The anti-FGM law was sponsored by Dr. Chris Baryomunsi, the Kinkizi East member of parliament. Baryomunsi said he is positive that the president will sign it along with the bill on domestic violence.
"The president has been an active player in the national campaign to end female genital mutilation," Baryomunsi said. "According to procedure, the president should sign the bills within 30 days after receiving them. We are hopeful he will sign by the end of January."
The divorce and marriage bills have a long stop-and-start history here.
Elis Rubafunya, a legal analyst, wrote recently in Uganda’s leading newspaper, New Vision, that the bill is largely an amendment of family laws inherited from Britain, Uganda’s former colonial occupier.
Outdated Laws Remain
Since 1964, shortly after independence, lawmakers’ efforts to reform these laws largely failed, leaving matters bound to outdated British colonial laws, which in the case of adultery, for instance, punished a woman with 10 years in jail but let the man go free.
(In 2007 the Constitutional Court scrapped the adultery section in the old Divorce Act, ruling it unconstitutional and sexist.)
During the mid-1990s, the ruling political party in Uganda, the National Resistance Movement, sponsored family law amendments to other bills to modernize laws on marriage, divorce, separation and property.
Museveni refused to support the legislation, since it only recognized monogamous marriages and Uganda’s Muslims, about 12 percent of the population, wanted the right to polygamy recognized.
The current bills, which modernize all laws relating to marriage and divorce, languished until September this year when the Uganda Law Reform Commission introduced the new act to legislators during a seminar.

.....

__EXERCISES__:
1 - Answer these questions from the article on Ugandan law reform:
(a) Who sponsored the anti-FGM law?
(b) In what year did the Constitutional Court scrap the adultery section of the old Divorce Act?
(c) About what share of Uganda's population is Muslim?
2 - Reproduce the passage of the article on Ugandan law reform word for word, starting with "Elis Rubafunya, a" and going on through "former colonial occupier.".
3 - Write the next part of the article on Ugandan law reform, picking up after its last sentence.

__Point labels for objects__:
.....

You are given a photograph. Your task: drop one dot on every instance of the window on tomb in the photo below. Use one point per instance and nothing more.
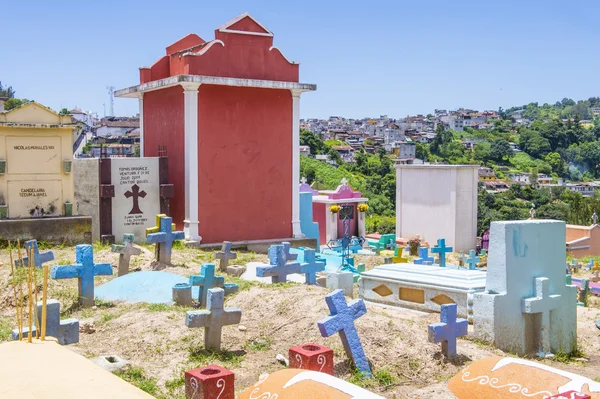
(346, 212)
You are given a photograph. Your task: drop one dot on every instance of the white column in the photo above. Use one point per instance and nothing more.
(296, 232)
(190, 101)
(141, 101)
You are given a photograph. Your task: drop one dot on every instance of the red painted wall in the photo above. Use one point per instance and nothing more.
(244, 163)
(164, 124)
(319, 214)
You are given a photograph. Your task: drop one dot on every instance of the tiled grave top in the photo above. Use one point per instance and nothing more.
(430, 276)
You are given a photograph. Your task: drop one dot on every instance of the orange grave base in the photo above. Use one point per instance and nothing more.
(505, 378)
(303, 384)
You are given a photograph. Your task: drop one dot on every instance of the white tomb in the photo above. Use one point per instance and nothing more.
(438, 201)
(422, 287)
(527, 306)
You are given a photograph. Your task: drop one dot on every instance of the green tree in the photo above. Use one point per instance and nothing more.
(6, 92)
(500, 149)
(556, 162)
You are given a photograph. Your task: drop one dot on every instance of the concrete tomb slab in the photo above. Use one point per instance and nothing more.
(84, 270)
(213, 319)
(422, 287)
(143, 286)
(125, 251)
(341, 320)
(527, 306)
(165, 238)
(225, 255)
(472, 260)
(448, 329)
(65, 331)
(38, 258)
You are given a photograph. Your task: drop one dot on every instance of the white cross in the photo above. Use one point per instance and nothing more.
(542, 303)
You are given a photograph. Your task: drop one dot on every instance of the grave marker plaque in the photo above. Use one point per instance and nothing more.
(137, 195)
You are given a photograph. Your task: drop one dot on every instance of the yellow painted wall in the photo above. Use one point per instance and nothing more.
(34, 142)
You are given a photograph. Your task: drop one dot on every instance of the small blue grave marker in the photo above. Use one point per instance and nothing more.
(310, 267)
(341, 320)
(84, 270)
(472, 260)
(278, 269)
(447, 331)
(288, 255)
(441, 249)
(165, 238)
(423, 256)
(65, 331)
(38, 258)
(205, 281)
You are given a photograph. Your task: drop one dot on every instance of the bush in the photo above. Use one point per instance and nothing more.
(380, 224)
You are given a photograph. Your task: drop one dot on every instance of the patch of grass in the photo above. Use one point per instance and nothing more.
(260, 344)
(383, 377)
(100, 304)
(159, 307)
(106, 317)
(136, 376)
(5, 329)
(201, 356)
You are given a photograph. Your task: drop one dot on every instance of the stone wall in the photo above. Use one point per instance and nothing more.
(87, 199)
(71, 230)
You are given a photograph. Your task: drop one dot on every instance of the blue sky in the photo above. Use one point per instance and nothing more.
(367, 57)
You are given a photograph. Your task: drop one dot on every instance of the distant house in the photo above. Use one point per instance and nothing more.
(486, 174)
(304, 150)
(346, 152)
(116, 126)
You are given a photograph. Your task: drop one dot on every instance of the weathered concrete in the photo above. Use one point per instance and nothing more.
(259, 246)
(526, 269)
(68, 230)
(213, 319)
(87, 200)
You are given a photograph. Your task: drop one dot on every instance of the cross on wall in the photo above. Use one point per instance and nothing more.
(38, 258)
(136, 194)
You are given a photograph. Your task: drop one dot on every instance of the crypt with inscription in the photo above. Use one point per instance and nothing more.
(36, 155)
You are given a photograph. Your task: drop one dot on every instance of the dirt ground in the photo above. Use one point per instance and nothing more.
(159, 347)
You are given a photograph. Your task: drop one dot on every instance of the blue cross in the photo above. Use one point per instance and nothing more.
(288, 255)
(165, 238)
(38, 258)
(85, 270)
(441, 249)
(472, 260)
(310, 267)
(423, 256)
(205, 281)
(341, 320)
(277, 268)
(591, 263)
(449, 328)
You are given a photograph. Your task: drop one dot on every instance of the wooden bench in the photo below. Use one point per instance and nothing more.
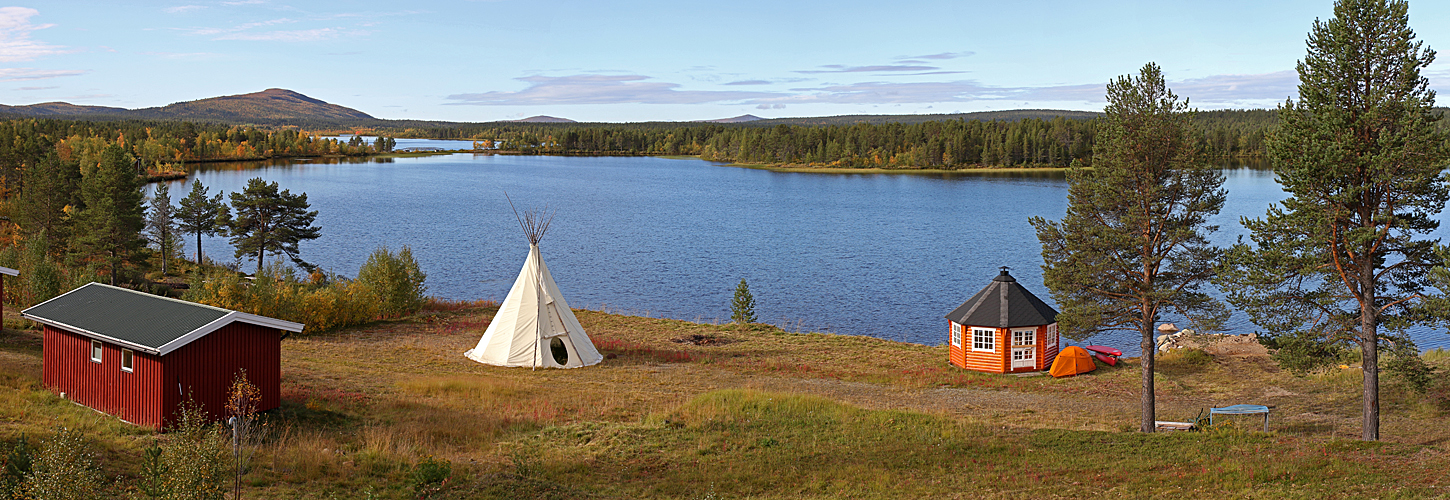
(1240, 409)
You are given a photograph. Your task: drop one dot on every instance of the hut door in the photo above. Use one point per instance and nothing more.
(1024, 350)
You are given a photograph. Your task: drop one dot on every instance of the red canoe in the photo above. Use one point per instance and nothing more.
(1104, 350)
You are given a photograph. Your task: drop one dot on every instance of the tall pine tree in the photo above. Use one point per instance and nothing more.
(1133, 244)
(1346, 258)
(200, 215)
(161, 226)
(270, 222)
(108, 226)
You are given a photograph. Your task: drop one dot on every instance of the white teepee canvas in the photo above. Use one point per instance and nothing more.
(534, 325)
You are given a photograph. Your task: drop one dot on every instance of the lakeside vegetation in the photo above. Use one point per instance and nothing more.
(689, 410)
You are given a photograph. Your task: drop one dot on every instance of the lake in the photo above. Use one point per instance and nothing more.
(883, 255)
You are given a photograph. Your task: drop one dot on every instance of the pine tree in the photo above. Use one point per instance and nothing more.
(1133, 244)
(51, 187)
(202, 216)
(1346, 258)
(270, 222)
(108, 228)
(160, 225)
(743, 307)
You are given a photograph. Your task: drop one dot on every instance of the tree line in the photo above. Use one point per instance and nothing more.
(76, 212)
(1334, 273)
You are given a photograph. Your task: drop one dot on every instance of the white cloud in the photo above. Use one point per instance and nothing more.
(873, 68)
(15, 36)
(596, 89)
(297, 35)
(941, 55)
(19, 74)
(181, 9)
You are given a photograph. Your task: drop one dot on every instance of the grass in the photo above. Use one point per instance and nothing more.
(690, 410)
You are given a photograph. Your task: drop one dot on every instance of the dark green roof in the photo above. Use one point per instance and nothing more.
(1004, 303)
(139, 319)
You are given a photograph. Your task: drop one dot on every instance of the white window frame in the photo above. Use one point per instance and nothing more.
(983, 339)
(1028, 335)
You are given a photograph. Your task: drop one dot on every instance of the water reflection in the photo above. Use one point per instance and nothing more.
(866, 254)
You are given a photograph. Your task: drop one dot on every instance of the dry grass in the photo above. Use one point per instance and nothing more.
(759, 412)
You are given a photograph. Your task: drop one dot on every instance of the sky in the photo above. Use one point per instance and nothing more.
(643, 61)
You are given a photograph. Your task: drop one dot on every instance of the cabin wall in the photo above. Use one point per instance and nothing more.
(999, 361)
(1049, 350)
(205, 368)
(132, 396)
(993, 361)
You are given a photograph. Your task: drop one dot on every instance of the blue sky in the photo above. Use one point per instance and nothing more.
(635, 61)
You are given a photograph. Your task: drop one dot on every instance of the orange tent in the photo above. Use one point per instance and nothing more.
(1073, 361)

.....

__RESULTS BY TASK__:
1 -
(a) Dr. Chris Baryomunsi, the Kinkizi East member of parliament
(b) 2007
(c) About 12 percent

2 -
Elis Rubafunya, a legal analyst, wrote recently in Uganda’s leading newspaper, New Vision, that the bill is largely an amendment of family laws inherited from Britain, Uganda’s former colonial occupier.

3 -
The proposed law will only govern Christian, Hindu, African customary and Baha’i marriages. A separate law for Muslim marriages will come later.
The current bill does not outlaw the traditional practice of the husband’s family giving marriage gifts to the wife’s family, the so-called bride price. Some women’s advocates oppose the bride price because it can inhibit abused woman from leaving their husbands for fear that they could demand refund of the gifts.
In the proposed legislation, bride price will not be returnable in the event of divorce.
Efforts to modernize marriage and divorce laws were spurred by a high-profile 2003 divorce case involving the country’s first female vice president, Dr. Specioza Wandira, who accused her husband, an engineer, of physical abuse. The country’s Catholic leaders intervened in a bid to reconcile the couple, but they separated.
"Dr. Specioza reflected what goes on in our communities," said Alisemera. "If a woman of her social status and education is battered, then what would happen to a woman in the village?"